Task details. Write out, as an exact transcription, the line that has "Target: faceted gem facet" and each line after it through the end of the data below.

Listed records.
----------------

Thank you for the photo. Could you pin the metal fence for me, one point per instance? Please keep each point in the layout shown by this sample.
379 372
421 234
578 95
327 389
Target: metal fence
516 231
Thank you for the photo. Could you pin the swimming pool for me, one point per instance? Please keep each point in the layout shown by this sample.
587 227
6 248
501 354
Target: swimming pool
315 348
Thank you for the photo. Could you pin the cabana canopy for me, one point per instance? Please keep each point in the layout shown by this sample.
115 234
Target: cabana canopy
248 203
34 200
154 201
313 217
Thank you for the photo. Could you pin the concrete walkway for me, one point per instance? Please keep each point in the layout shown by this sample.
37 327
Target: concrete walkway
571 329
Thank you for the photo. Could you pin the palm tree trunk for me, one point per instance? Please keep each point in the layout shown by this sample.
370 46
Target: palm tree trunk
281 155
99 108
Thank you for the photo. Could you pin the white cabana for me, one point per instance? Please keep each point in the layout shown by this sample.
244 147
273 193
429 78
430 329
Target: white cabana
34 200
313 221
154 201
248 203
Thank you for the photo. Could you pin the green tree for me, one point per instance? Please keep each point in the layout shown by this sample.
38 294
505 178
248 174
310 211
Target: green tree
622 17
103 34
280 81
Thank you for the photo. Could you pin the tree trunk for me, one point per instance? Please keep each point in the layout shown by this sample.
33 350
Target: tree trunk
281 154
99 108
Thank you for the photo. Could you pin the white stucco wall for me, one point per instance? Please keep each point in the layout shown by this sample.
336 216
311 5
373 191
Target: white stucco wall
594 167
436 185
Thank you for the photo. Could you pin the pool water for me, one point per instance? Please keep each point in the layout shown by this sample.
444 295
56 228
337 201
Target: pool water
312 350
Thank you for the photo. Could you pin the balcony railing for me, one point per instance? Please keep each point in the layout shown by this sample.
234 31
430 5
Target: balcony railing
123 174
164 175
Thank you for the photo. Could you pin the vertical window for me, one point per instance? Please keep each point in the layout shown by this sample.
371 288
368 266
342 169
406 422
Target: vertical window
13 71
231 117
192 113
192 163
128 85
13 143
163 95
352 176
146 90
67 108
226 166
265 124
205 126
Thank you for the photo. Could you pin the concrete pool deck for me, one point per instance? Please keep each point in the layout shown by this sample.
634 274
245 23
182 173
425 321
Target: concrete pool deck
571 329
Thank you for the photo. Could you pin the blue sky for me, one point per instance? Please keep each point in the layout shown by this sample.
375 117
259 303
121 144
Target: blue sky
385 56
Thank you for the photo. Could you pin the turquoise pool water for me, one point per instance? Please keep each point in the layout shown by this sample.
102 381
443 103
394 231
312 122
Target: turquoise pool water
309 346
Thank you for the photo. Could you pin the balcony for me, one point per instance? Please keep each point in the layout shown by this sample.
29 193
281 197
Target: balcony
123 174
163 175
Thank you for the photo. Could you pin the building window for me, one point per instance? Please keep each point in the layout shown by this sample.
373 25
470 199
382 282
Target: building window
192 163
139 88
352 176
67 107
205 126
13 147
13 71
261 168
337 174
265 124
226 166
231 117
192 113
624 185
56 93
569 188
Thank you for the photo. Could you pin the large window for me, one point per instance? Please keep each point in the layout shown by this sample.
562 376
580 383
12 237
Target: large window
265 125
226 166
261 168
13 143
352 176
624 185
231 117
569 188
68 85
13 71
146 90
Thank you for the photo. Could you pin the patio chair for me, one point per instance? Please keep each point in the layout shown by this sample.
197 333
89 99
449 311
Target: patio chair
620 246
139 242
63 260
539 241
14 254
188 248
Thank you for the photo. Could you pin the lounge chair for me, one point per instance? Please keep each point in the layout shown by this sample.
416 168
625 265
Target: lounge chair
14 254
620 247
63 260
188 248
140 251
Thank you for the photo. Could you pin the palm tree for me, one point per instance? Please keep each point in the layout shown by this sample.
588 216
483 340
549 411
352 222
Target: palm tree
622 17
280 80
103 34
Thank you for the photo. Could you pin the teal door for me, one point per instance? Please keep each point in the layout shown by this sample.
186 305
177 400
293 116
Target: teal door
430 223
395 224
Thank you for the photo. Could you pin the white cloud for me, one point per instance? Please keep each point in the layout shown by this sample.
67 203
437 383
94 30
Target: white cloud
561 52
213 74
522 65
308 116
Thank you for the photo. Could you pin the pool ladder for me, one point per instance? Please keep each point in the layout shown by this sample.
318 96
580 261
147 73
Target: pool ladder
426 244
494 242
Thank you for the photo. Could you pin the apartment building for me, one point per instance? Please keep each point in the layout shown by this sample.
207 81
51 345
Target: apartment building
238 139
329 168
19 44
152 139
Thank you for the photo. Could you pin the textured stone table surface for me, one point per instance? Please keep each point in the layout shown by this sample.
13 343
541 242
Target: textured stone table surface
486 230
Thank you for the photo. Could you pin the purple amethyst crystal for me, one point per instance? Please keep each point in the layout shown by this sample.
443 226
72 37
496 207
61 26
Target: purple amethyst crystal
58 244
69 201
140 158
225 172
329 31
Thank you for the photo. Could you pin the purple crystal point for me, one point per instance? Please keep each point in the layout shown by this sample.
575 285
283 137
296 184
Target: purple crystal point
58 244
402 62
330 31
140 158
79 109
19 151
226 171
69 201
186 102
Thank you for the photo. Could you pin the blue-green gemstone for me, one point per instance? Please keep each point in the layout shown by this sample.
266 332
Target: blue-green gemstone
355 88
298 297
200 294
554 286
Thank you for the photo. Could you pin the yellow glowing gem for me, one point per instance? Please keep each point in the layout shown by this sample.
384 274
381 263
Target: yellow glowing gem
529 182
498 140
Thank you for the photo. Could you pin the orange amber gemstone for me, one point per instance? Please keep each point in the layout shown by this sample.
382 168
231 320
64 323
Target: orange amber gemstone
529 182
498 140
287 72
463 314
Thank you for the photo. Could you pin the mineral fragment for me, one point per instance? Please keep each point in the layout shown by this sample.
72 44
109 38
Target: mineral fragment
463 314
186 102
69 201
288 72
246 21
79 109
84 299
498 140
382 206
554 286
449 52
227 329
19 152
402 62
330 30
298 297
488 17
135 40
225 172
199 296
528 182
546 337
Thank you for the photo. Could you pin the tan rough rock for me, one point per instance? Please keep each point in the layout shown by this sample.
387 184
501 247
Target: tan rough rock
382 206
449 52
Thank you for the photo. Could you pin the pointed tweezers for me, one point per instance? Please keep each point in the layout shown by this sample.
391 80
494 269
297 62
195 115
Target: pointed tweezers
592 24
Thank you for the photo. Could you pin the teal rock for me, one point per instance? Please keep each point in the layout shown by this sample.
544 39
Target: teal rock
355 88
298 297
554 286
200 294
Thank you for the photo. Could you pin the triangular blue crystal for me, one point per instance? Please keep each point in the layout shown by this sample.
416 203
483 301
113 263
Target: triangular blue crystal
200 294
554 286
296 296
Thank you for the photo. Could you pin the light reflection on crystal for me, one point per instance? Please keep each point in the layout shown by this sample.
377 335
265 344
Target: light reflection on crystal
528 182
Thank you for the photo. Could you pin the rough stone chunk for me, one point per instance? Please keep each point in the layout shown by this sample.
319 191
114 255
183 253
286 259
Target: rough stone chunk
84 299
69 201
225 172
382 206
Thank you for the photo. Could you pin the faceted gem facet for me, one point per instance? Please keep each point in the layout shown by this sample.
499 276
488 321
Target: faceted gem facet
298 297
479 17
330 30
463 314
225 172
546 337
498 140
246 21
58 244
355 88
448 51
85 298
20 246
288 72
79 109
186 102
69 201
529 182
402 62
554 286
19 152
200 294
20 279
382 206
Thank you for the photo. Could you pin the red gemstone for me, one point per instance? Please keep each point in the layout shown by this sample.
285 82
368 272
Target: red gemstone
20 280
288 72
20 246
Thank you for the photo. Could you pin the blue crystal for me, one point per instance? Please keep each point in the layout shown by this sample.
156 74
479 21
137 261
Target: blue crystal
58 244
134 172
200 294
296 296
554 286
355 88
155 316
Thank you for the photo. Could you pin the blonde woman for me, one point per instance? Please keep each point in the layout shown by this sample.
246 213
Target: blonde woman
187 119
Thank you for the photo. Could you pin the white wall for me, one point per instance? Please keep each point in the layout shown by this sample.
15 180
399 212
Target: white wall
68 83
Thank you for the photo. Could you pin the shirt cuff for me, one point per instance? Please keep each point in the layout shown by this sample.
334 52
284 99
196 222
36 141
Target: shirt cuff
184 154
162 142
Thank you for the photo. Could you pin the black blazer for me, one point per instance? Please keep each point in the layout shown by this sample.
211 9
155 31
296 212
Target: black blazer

----------------

Finished exercise.
Target: faceted gem facet
298 297
479 17
330 30
463 314
225 172
546 337
498 140
246 21
58 244
355 88
448 51
85 298
20 246
288 72
79 109
186 102
69 201
529 182
402 62
554 286
19 152
200 294
20 279
382 206
Thank you for the photo. Could you pin the red gemstone for me, one point per instance? Please keep each point in the layout shown by this sample.
285 82
368 272
Target: red gemstone
20 280
288 72
20 246
Thank you for the photo. Could you pin the blue crystal for me, one point per instance? Please keep each point in the layout shown by this sample.
156 74
479 21
137 261
Target: blue crystal
58 244
134 172
200 294
296 296
554 286
355 88
155 316
Thank you for the photo. Could you pin the blonde woman for me, one point per instance? Please keep each point in the layout shown by this sample.
246 213
Target: blonde woman
187 119
Thank you for the photo. Could you pin the white wall for me, one point per instance? Please keep each point in the layout shown by this sample.
15 180
399 212
Target: white wall
68 83
Thank you for the photo. Could you pin the shirt cuff for me, one point per instance? Please keep each point in the layout shown by this sample.
334 52
284 99
196 222
36 141
Target: shirt cuff
184 154
162 142
Thank you for the photo. Could you pin the black blazer for me, one point per instance? Please keep each point in the layout shown by this sample.
211 9
155 31
296 212
Target: black blazer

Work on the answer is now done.